## WHAT IS REQUIRED
Print the records below exactly, leaving out nothing.

## EXERCISE MATERIALS
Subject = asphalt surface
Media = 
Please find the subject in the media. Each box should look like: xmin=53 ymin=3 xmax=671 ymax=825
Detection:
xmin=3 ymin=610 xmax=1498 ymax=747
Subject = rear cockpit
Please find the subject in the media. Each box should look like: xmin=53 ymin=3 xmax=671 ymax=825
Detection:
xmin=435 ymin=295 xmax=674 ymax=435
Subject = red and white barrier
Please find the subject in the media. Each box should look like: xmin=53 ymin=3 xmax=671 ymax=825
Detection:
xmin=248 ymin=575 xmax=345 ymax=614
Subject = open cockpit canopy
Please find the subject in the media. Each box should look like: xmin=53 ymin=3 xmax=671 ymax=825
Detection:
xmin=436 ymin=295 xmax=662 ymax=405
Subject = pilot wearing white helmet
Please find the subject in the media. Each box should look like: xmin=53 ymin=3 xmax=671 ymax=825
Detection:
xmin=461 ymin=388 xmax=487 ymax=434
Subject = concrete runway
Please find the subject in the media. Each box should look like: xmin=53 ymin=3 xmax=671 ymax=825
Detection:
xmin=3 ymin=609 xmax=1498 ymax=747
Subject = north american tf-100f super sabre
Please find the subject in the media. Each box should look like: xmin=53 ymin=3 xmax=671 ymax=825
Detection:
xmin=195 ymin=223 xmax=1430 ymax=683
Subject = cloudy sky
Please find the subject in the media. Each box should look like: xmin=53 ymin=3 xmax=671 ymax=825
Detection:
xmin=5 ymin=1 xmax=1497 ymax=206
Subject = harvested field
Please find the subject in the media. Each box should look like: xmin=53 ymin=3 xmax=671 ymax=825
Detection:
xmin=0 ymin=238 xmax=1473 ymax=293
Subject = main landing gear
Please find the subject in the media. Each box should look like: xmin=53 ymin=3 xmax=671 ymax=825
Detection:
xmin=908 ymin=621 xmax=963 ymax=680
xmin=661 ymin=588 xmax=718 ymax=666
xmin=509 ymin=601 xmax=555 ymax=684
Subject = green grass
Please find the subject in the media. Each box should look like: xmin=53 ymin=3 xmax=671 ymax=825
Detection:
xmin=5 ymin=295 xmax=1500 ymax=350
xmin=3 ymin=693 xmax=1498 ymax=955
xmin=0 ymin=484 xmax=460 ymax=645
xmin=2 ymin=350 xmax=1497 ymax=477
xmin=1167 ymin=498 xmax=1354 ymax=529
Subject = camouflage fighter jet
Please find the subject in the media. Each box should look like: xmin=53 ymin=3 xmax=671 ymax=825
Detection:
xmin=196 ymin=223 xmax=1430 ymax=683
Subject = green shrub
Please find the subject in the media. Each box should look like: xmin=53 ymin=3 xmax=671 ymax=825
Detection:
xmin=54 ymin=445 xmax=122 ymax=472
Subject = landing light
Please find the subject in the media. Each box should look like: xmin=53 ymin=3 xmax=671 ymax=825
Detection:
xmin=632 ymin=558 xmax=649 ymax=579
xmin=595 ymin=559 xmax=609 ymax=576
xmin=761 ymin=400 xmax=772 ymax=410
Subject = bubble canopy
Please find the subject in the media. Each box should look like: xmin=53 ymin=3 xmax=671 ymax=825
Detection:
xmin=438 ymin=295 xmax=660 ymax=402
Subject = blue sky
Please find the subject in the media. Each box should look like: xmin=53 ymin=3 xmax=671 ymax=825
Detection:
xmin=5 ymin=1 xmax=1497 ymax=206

## EXERCISE RESULT
Subject = asphalt surface
Media = 
Please find the subject in the media. Each box should look like: xmin=53 ymin=3 xmax=671 ymax=825
Detection:
xmin=3 ymin=610 xmax=1498 ymax=747
Subject = rear cockpit
Please find the subject in the media. Each box should look like: xmin=53 ymin=3 xmax=671 ymax=825
Detection:
xmin=435 ymin=295 xmax=674 ymax=435
Subject = red and white barrier
Please find the subject in the media. Each box should look like: xmin=53 ymin=3 xmax=671 ymax=825
Detection:
xmin=248 ymin=575 xmax=345 ymax=614
Subject = open cockpit canopy
Please find the subject in the media. Each box should look like: xmin=53 ymin=3 xmax=671 ymax=825
Detection:
xmin=436 ymin=295 xmax=662 ymax=405
Subject = pilot wearing white helmet
Please find the subject in the media. Each box should look like: xmin=53 ymin=3 xmax=671 ymax=825
Detection:
xmin=461 ymin=388 xmax=487 ymax=434
Subject = concrete runway
Please find the subject in the media. Each box should look like: xmin=53 ymin=3 xmax=671 ymax=825
Detection:
xmin=3 ymin=609 xmax=1498 ymax=747
Subject = north american tf-100f super sabre
Please find the subject in the media. Each box should look like: xmin=53 ymin=3 xmax=671 ymax=825
Detection:
xmin=195 ymin=223 xmax=1430 ymax=683
Subject = cloudy sky
Please find the subject in the media. Each box should look like: xmin=53 ymin=3 xmax=671 ymax=825
Detection:
xmin=5 ymin=1 xmax=1497 ymax=206
Subject = harvested field
Please find the subject in the media. Each box should look like: xmin=53 ymin=3 xmax=671 ymax=825
Detection:
xmin=0 ymin=238 xmax=1473 ymax=293
Subject = main landing gear
Please find the subject in the media. Each box should look like: xmin=53 ymin=3 xmax=671 ymax=825
Detection:
xmin=908 ymin=621 xmax=963 ymax=680
xmin=661 ymin=588 xmax=718 ymax=666
xmin=509 ymin=601 xmax=555 ymax=684
Subject = green grass
Please find the subject in the media. Each box should look like: xmin=53 ymin=3 xmax=671 ymax=825
Detection:
xmin=5 ymin=295 xmax=1500 ymax=350
xmin=3 ymin=693 xmax=1498 ymax=955
xmin=0 ymin=484 xmax=460 ymax=645
xmin=2 ymin=350 xmax=1497 ymax=477
xmin=1167 ymin=498 xmax=1354 ymax=529
Subject = camouflage fighter jet
Please find the subject in the media. Each box should look like: xmin=53 ymin=3 xmax=671 ymax=825
Detection:
xmin=196 ymin=223 xmax=1430 ymax=683
Subject = green shrub
Please find the subject in the media. Each box should look like: xmin=53 ymin=3 xmax=671 ymax=825
Detection:
xmin=54 ymin=445 xmax=122 ymax=472
Subject = landing light
Please find the subject in the media. Each box should look like: xmin=53 ymin=3 xmax=671 ymax=825
Detection:
xmin=632 ymin=558 xmax=649 ymax=579
xmin=595 ymin=559 xmax=609 ymax=576
xmin=761 ymin=400 xmax=772 ymax=410
Subject = bubble canopy
Please find the subject in the media. Each box should look like: xmin=53 ymin=3 xmax=671 ymax=825
Detection:
xmin=438 ymin=295 xmax=660 ymax=402
Subject = blue sky
Please find the subject in the media. Each box should look like: xmin=53 ymin=3 xmax=671 ymax=825
Detection:
xmin=5 ymin=1 xmax=1497 ymax=206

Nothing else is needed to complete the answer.